## WHAT IS NEEDED
Transcribe the listing word for word.

** begin **

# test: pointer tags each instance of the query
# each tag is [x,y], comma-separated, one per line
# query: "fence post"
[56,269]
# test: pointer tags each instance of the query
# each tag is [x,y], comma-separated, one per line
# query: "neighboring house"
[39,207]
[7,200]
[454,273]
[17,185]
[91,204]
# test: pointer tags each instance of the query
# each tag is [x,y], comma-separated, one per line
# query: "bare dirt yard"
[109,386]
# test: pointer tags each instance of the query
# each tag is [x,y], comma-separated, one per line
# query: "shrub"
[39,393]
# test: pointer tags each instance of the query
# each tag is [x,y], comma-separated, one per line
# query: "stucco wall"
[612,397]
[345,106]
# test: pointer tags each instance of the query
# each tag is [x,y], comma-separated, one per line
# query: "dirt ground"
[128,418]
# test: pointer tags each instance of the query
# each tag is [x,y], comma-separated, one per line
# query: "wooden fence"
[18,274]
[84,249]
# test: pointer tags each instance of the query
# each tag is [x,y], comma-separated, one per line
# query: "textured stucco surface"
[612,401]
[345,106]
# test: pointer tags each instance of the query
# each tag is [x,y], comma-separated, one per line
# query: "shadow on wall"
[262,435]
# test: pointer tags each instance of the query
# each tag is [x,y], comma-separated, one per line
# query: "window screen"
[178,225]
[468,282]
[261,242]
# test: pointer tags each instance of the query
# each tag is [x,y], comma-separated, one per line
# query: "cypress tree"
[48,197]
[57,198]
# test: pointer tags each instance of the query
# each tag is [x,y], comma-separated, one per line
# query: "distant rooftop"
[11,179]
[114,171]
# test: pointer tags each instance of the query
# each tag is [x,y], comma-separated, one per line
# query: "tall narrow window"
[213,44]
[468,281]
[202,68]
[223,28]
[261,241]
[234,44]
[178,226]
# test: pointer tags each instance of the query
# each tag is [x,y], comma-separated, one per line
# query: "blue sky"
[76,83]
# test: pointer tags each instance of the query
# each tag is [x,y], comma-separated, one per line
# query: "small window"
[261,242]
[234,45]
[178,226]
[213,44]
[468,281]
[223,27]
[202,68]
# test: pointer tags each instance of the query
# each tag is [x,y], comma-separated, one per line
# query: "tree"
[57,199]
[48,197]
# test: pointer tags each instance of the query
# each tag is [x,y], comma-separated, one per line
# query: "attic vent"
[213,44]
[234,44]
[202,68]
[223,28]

** end **

## EXERCISE OUTPUT
# test: pointer tags each instance of the query
# each tag is [x,y], comma-separated, one per line
# query: "fence post"
[56,269]
# test: pointer tags each instance of the query
# each tag is [x,y], comma-separated, one per line
# query: "neighboring house"
[39,207]
[7,200]
[454,273]
[17,185]
[91,204]
# test: pointer tags each instance of the query
# each tag is [x,y], comma-separated, one per line
# query: "bare dirt yard"
[109,386]
# test: pointer tags each instance of the query
# each tag is [x,y], comma-separated, one per line
# query: "shrub"
[39,393]
# test: pointer tags each instance of the query
# each tag is [x,y], comma-separated, one per line
# query: "stucco wall"
[612,397]
[345,106]
# test: pointer tags each instance of the query
# each tag is [x,y], comma-separated, one per line
# query: "dirt ground"
[128,418]
# test: pointer tags each instance of the query
# each tag is [x,y], comma-separated, one per line
# query: "wooden fence"
[18,274]
[84,249]
# test: pointer tags each instance of the query
# each tag is [x,y], comma-separated, one per line
# query: "textured stucco surface"
[612,401]
[345,106]
# test: pointer tags each instance of the query
# each tag is [x,y], comma-separated, one per line
# query: "shadow on wall"
[262,435]
# test: pointer tags each instance of the query
# each tag is [x,y], comma-separated, one per line
# query: "window screen"
[178,225]
[468,282]
[261,242]
# test: pointer tags each instance of the query
# each tag is [x,y], comma-separated, one per line
# query: "cypress tree"
[48,197]
[57,198]
# test: pointer tags each instance of the query
# each tag is [x,y], comma-separated, one per line
# query: "distant rooftop"
[11,179]
[114,171]
# test: pointer tags each instance of the query
# each tag is [x,y], comma-separated, one per line
# query: "tall narrow window"
[213,44]
[468,281]
[202,68]
[223,28]
[261,241]
[234,44]
[178,226]
# test: pointer tags each instance of the query
# each tag is [x,y], comma-separated, one per line
# query: "blue sky"
[76,83]
# test: pointer tags each instance of the query
# each tag is [x,y], comma-separated, one per line
# query: "small window"
[261,242]
[234,45]
[178,226]
[213,44]
[468,281]
[223,27]
[202,68]
# test: pointer tags each instance of the query
# each tag is [x,y], comma-separated, one per line
# query: "tree"
[57,199]
[48,197]
# test: pointer tags each instance of the query
# each tag is [x,y], comma-separated, one per line
# query: "attic vent"
[213,44]
[234,44]
[202,68]
[223,28]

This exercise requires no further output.